▸ DIRECTION: Please quote the data below word for word, starting with its first line and going on through the line that contains "224 433 L 258", both of those lines included.

▸ Mask labeling data:
- - -

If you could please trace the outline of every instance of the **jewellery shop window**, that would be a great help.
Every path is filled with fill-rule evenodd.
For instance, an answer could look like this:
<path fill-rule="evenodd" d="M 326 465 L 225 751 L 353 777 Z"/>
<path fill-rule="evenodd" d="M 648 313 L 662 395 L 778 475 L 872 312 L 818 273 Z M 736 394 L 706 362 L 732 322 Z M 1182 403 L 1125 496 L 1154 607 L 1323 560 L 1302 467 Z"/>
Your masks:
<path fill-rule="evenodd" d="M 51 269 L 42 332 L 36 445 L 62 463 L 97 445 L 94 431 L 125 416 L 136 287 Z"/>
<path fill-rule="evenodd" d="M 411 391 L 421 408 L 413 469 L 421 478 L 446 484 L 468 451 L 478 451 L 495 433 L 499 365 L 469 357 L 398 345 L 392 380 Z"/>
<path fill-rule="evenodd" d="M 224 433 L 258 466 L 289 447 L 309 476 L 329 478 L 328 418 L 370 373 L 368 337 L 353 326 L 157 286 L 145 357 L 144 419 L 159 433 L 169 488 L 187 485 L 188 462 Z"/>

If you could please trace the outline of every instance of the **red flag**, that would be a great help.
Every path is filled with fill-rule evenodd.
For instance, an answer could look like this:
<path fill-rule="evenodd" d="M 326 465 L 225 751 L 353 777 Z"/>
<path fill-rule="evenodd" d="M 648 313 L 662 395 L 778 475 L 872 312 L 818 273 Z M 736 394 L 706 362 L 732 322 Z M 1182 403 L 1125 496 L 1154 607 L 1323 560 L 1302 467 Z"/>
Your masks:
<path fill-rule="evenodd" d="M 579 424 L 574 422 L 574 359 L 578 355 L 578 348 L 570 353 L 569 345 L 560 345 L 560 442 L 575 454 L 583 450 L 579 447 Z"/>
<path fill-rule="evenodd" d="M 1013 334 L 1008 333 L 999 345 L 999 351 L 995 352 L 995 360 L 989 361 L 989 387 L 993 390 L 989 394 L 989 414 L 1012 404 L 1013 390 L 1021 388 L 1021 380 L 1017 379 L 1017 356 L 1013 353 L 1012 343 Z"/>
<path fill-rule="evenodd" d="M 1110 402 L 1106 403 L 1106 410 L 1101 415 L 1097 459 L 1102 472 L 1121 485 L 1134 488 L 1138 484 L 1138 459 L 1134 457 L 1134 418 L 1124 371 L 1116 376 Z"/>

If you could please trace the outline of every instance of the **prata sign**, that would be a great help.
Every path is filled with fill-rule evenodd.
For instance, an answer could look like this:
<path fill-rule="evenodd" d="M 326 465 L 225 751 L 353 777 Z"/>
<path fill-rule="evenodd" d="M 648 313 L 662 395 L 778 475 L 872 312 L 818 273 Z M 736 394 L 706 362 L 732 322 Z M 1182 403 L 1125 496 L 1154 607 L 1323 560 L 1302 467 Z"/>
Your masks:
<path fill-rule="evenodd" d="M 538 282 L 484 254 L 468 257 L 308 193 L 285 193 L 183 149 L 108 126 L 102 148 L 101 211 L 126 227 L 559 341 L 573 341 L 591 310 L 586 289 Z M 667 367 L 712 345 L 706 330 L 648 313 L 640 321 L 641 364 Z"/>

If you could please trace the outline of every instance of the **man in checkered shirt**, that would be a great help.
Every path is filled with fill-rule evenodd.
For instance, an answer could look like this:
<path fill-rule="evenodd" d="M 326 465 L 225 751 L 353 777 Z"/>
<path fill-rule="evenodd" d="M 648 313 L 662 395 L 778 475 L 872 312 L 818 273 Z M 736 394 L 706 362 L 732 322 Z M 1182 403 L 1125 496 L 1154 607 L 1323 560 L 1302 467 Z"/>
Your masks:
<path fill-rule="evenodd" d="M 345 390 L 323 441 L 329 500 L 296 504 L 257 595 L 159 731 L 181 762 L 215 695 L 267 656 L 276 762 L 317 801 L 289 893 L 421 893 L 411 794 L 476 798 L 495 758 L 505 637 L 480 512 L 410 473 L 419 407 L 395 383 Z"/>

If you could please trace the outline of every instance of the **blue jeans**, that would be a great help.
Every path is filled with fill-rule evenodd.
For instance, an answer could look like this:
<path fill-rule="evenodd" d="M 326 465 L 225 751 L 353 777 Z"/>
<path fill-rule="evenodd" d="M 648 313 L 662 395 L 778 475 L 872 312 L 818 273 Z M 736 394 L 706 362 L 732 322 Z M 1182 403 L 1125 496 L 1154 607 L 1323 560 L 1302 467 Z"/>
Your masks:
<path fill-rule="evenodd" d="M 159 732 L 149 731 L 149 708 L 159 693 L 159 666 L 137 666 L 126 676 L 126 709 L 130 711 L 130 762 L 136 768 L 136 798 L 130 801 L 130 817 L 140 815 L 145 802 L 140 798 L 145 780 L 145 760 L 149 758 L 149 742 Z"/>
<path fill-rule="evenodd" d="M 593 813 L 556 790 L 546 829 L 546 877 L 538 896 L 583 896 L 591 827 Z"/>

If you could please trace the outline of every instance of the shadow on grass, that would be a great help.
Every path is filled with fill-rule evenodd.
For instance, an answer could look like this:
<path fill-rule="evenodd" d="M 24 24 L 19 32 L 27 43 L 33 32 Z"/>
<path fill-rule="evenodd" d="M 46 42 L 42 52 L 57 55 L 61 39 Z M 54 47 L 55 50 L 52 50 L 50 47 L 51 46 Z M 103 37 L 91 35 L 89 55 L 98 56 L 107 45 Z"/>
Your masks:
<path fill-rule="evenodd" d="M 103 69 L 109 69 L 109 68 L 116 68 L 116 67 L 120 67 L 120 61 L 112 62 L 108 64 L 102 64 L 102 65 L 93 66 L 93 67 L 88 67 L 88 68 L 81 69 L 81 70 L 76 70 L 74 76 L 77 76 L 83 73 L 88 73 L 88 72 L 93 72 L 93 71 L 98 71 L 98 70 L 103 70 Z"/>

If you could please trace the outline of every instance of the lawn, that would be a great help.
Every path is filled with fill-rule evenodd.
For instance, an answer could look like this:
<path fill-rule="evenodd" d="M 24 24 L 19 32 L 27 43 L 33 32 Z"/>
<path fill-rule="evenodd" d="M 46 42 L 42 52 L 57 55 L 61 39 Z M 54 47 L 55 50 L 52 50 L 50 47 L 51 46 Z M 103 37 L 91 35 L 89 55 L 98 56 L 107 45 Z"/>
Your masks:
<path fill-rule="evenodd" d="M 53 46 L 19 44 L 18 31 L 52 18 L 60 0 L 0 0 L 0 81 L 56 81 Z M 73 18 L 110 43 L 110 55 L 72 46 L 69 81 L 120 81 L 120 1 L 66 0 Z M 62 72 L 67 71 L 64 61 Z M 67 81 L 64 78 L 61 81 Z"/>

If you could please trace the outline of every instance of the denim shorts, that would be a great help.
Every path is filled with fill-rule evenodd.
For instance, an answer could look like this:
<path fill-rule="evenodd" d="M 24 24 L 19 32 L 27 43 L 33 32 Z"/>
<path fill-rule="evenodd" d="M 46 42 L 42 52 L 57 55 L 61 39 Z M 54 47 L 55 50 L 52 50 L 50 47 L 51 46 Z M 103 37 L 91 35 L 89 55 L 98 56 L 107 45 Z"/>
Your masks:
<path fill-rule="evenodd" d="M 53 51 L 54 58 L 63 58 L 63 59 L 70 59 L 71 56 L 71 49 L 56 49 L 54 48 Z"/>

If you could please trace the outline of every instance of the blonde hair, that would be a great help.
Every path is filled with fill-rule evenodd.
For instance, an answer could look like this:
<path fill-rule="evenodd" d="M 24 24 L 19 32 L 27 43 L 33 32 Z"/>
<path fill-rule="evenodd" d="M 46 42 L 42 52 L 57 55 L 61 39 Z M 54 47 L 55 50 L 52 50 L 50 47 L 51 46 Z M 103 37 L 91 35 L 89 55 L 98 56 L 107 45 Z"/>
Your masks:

- - -

▸ IN RESPONSE:
If you could please trace the outline of every instance of the **jewellery shop window**, that would be a great help.
Every path is filled with fill-rule evenodd.
For instance, an answer could look like this:
<path fill-rule="evenodd" d="M 326 465 L 225 751 L 353 777 Z"/>
<path fill-rule="evenodd" d="M 648 313 L 662 395 L 778 475 L 872 312 L 818 273 Z M 736 394 L 706 362 L 732 322 Z M 1182 403 L 1125 496 L 1154 607 L 1323 560 L 1302 467 Z"/>
Your masks:
<path fill-rule="evenodd" d="M 51 269 L 42 332 L 36 445 L 62 463 L 97 445 L 94 431 L 125 416 L 136 287 Z"/>
<path fill-rule="evenodd" d="M 411 391 L 421 408 L 413 469 L 421 478 L 446 484 L 468 451 L 478 451 L 495 433 L 499 365 L 469 357 L 398 345 L 392 380 Z"/>
<path fill-rule="evenodd" d="M 224 433 L 258 466 L 289 447 L 309 476 L 329 478 L 328 418 L 370 373 L 368 337 L 353 326 L 157 286 L 145 357 L 144 419 L 159 433 L 169 488 L 187 485 L 188 462 Z"/>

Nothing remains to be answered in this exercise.